_TO BE DONE_: Swap "spot every instance" for "locate each occurrence" everywhere it occurs in the items below, leaving every other line untouched.

'''

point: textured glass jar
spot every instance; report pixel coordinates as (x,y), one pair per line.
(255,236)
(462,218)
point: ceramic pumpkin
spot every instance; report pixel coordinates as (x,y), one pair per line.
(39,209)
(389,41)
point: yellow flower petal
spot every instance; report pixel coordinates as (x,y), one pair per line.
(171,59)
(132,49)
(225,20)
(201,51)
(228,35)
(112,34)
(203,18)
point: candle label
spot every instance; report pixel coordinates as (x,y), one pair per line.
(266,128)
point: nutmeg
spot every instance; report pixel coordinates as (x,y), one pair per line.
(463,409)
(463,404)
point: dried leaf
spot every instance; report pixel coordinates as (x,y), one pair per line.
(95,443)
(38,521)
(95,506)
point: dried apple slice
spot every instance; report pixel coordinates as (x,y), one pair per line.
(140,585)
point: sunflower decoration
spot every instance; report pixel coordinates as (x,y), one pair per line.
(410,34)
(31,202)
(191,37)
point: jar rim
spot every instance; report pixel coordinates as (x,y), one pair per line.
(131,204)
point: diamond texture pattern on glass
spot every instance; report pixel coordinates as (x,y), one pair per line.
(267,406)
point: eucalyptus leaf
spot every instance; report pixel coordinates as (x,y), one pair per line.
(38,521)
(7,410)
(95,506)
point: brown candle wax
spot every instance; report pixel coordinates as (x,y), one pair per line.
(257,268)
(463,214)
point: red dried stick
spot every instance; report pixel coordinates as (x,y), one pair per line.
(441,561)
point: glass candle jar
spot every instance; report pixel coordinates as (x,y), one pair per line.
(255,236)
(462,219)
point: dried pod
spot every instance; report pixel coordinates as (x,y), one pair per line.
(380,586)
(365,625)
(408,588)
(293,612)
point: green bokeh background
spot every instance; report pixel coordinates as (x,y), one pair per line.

'''

_TASK SOLUTION_:
point: textured glass jar
locate each occurrence; report pixel coordinates as (x,y), one pair per line.
(255,236)
(462,218)
point: ceramic pumpkin
locate each occurrence; report pixel coordinates as (x,y), one pair per line.
(39,209)
(389,41)
point: yellow flower petal
locate each occurrence; report pixel coordinates as (x,y), one pair per line.
(171,59)
(132,49)
(225,20)
(201,51)
(228,35)
(112,34)
(203,18)
point: candle label
locate each occurrence; report pixel coordinates as (x,y), one pair per line.
(266,128)
point: nutmeg
locate each occurrence; report pixel coordinates as (x,y), one pair per line.
(463,409)
(463,404)
point: dried leaf
locate each occurrence; report pixel coordinates as (x,y), one pair per line.
(95,443)
(38,521)
(95,506)
point: dried apple slice
locate each occurrence; report pixel coordinates as (x,y), one pair per line.
(140,585)
point: sunflower decoration
locate each occurrence; report pixel coordinates as (x,y), one pair per line.
(410,34)
(31,202)
(191,37)
point: jar rim
locate each occurrence; report pixel coordinates as (x,y), one pair per line.
(131,204)
point: diamond texture pattern on glass
locate each occurrence; report pixel coordinates as (x,y), one pair per line.
(267,406)
point: eucalyptus leaf
locate each occurrence; report pixel coordinates as (x,y), one pair per line.
(38,521)
(7,410)
(95,506)
point: brown candle wax
locate each occurrence; report pixel coordinates as (x,y), one pair per line.
(257,268)
(463,214)
point: red dried stick
locate each occurrence; report pixel coordinates as (x,y), one pair per line.
(441,561)
point: glass candle jar
locate each occurrence; report pixel coordinates as (x,y), one pair per line.
(255,236)
(462,219)
point: dried pod
locate each occurrence; report pixel coordinates as (x,y), one pair per line.
(380,586)
(365,625)
(408,588)
(293,612)
point: green bokeh background
locate each occurrence; report pixel coordinates as (x,y), one pair per line.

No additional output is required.